* **GIVEN PROBLEM**
Pull out every line in the entries below that contains the word "background", copying each one in full.

══ MATERIAL SUPPLIED ══

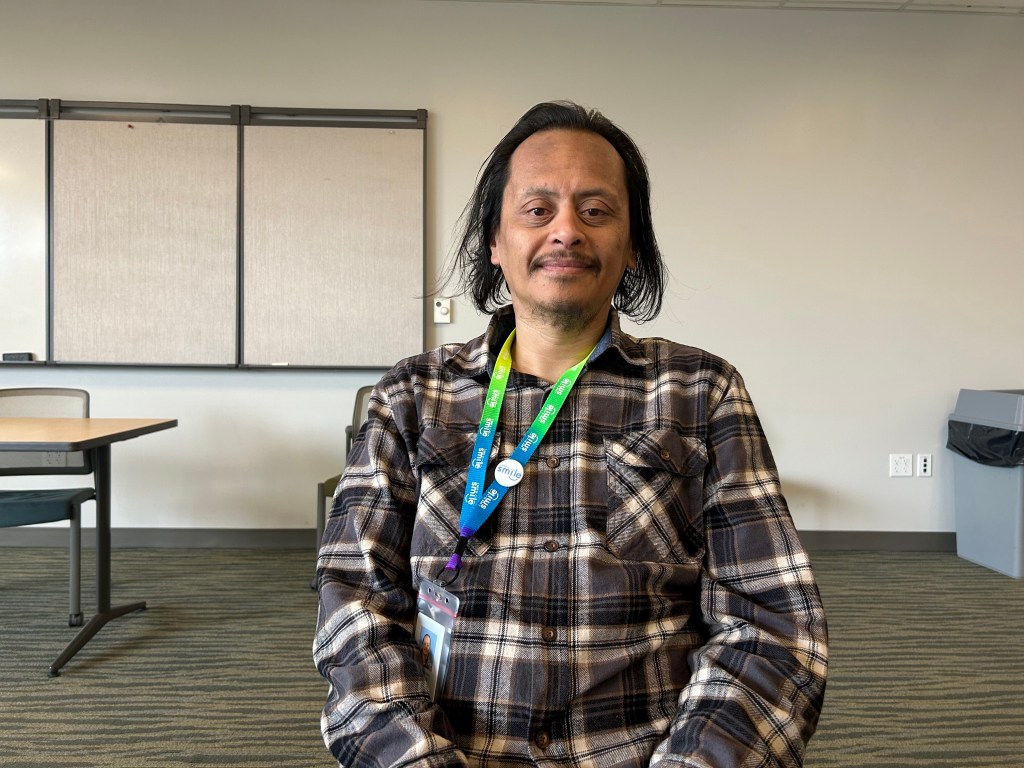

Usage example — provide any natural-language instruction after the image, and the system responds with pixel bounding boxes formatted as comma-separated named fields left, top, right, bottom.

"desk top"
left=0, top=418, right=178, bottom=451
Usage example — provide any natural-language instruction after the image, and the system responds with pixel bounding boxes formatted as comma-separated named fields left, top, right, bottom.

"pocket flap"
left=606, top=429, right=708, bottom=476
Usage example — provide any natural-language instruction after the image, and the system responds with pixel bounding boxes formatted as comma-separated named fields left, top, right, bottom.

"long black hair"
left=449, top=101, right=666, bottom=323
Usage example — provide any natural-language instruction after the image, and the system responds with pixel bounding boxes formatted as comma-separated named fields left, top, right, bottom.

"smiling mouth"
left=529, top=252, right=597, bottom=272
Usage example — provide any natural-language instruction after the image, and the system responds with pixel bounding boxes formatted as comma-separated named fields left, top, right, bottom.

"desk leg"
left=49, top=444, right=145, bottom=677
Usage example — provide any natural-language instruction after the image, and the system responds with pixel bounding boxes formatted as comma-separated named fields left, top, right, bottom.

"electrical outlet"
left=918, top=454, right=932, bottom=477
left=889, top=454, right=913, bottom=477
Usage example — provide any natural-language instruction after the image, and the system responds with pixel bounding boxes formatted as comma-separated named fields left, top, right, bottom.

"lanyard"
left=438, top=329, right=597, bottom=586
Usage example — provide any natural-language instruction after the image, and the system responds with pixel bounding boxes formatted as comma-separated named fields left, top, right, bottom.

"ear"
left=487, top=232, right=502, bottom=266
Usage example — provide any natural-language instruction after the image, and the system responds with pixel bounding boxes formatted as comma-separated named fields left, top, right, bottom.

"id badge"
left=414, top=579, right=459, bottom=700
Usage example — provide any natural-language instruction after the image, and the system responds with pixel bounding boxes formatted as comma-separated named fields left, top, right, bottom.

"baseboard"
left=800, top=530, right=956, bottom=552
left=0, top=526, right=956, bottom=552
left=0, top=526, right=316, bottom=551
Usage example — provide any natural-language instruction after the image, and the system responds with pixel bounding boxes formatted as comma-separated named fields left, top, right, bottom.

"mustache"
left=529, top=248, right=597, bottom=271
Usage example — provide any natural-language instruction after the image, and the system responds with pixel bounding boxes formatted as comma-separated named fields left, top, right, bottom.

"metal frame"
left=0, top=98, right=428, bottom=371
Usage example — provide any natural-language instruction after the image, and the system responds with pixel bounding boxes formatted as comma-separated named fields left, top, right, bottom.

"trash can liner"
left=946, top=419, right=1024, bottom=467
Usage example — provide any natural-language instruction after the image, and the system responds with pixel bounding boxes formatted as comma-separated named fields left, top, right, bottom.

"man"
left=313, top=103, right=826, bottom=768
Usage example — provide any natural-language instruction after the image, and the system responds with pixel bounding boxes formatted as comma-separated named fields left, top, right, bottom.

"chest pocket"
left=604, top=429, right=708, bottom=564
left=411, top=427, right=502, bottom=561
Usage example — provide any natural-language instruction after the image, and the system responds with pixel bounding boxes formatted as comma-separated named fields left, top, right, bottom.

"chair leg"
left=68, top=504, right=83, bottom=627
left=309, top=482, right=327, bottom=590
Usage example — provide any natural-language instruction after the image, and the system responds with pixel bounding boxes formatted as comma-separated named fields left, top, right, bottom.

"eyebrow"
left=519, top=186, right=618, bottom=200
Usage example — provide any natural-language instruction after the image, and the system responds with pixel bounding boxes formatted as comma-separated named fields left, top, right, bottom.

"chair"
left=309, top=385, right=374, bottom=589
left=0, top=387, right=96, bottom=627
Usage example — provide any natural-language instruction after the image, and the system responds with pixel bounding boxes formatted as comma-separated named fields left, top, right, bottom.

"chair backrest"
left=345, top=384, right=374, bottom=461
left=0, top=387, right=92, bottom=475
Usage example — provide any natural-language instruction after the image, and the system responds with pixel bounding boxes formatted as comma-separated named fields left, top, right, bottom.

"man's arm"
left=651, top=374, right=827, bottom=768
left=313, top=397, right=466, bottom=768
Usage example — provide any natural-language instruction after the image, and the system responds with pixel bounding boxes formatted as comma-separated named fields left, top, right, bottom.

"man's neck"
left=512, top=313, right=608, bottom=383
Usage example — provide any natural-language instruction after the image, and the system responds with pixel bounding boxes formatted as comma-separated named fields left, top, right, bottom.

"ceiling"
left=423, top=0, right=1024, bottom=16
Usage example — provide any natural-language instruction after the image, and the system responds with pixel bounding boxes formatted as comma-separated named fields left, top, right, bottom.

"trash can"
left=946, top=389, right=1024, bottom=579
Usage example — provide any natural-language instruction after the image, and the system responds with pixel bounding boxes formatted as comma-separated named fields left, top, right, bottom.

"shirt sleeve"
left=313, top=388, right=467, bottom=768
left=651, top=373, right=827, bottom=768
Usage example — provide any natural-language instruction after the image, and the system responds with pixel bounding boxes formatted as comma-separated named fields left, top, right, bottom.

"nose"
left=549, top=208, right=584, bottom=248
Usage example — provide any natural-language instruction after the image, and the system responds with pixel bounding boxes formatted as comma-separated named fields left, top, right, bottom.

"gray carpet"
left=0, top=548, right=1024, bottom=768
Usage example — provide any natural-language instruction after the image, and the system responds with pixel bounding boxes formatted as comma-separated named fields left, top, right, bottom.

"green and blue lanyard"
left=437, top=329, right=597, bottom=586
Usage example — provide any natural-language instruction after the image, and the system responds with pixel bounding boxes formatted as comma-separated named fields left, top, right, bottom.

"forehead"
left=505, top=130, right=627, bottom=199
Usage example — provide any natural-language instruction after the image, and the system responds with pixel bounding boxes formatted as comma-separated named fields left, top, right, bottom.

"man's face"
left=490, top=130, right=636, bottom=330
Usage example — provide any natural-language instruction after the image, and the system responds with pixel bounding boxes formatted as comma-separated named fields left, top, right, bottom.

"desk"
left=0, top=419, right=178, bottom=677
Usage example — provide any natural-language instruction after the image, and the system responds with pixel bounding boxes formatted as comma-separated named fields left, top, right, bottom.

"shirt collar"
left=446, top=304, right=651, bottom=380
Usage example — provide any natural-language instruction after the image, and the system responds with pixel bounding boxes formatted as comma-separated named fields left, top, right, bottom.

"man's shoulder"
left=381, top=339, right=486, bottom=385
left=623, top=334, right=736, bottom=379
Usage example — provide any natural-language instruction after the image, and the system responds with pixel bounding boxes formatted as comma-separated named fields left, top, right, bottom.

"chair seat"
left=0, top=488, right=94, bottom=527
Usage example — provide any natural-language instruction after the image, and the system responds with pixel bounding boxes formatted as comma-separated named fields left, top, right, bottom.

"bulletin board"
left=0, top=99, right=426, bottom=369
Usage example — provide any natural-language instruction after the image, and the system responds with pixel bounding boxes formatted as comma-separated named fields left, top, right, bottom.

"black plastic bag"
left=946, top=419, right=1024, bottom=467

═══
══ MATERIAL SUPPLIED ══

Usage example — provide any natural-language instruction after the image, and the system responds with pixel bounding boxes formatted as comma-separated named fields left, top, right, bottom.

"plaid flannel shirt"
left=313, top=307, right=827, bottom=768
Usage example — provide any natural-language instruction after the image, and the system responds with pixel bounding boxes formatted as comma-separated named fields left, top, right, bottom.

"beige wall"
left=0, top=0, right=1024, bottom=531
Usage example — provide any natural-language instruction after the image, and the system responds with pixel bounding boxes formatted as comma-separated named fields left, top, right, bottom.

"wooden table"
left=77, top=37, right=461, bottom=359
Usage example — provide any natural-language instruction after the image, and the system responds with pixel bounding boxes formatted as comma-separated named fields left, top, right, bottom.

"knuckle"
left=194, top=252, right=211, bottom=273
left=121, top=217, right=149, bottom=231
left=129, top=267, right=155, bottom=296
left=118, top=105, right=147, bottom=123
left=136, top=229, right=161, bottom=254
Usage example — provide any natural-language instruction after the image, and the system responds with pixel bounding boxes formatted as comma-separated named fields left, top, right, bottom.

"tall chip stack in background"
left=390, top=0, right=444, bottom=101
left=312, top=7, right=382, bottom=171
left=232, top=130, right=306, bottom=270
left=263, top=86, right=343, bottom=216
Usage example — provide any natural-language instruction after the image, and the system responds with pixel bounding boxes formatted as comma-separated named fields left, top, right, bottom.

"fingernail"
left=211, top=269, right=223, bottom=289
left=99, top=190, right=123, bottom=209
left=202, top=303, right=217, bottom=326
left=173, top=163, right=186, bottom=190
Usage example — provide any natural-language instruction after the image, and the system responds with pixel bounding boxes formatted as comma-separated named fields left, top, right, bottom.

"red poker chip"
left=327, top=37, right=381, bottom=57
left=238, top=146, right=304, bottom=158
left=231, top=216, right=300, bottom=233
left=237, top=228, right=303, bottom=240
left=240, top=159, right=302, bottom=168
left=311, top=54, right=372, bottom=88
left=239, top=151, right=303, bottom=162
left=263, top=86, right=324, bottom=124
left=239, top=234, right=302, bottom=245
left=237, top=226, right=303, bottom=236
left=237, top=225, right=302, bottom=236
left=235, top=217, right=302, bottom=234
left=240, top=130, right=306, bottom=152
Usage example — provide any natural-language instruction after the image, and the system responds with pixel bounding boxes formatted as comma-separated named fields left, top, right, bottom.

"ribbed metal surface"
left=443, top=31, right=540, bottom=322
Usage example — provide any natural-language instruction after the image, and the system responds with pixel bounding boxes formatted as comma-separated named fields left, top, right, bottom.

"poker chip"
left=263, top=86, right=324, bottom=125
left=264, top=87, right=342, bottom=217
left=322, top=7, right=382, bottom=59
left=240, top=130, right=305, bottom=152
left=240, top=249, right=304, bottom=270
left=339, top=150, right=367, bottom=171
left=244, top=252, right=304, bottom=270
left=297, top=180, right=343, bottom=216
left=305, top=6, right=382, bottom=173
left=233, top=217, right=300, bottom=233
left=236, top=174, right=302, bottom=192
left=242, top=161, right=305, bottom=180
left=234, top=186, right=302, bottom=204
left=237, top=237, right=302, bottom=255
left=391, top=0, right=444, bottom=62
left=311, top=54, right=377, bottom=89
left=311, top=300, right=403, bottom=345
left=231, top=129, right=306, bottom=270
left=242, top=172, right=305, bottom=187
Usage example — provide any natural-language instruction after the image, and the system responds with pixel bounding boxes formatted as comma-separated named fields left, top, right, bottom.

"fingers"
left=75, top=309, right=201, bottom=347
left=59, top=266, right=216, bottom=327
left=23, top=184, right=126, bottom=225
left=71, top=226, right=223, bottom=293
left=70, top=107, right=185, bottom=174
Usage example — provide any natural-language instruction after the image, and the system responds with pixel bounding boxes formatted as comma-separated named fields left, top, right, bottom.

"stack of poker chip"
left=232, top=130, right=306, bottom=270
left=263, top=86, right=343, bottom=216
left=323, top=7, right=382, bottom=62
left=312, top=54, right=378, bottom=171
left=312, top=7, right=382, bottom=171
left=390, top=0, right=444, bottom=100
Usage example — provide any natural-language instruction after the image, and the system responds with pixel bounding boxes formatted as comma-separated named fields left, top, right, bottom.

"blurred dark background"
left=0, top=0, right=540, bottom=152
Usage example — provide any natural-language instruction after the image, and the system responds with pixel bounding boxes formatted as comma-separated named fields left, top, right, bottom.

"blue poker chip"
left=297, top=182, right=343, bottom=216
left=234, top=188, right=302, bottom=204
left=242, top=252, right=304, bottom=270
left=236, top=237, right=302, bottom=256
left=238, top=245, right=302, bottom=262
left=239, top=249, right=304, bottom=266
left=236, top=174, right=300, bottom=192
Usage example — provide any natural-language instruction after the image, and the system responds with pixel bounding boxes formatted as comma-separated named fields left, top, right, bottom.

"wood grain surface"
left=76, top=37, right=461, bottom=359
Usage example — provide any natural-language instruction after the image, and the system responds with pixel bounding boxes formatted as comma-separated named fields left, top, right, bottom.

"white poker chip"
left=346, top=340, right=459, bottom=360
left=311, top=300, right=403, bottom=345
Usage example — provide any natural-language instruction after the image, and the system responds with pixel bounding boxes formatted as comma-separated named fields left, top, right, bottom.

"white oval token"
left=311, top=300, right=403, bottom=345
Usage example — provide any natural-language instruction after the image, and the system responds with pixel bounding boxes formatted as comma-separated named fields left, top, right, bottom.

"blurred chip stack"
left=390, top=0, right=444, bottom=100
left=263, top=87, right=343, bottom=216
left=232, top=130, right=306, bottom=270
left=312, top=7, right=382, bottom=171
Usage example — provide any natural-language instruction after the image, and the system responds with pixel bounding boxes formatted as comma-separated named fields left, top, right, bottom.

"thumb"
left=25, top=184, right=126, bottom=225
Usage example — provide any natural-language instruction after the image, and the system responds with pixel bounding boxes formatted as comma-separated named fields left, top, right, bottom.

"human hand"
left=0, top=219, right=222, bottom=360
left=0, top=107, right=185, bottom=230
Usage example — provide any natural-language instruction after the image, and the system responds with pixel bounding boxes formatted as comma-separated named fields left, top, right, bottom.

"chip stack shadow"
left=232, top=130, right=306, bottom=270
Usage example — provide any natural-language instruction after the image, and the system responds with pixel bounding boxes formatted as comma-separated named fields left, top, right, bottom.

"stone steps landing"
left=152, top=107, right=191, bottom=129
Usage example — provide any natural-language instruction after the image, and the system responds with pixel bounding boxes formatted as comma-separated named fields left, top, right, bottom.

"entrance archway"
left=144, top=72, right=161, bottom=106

═══

* **OUTPUT OF THE EXERCISE**
"tall chip stack in background"
"blurred dark background"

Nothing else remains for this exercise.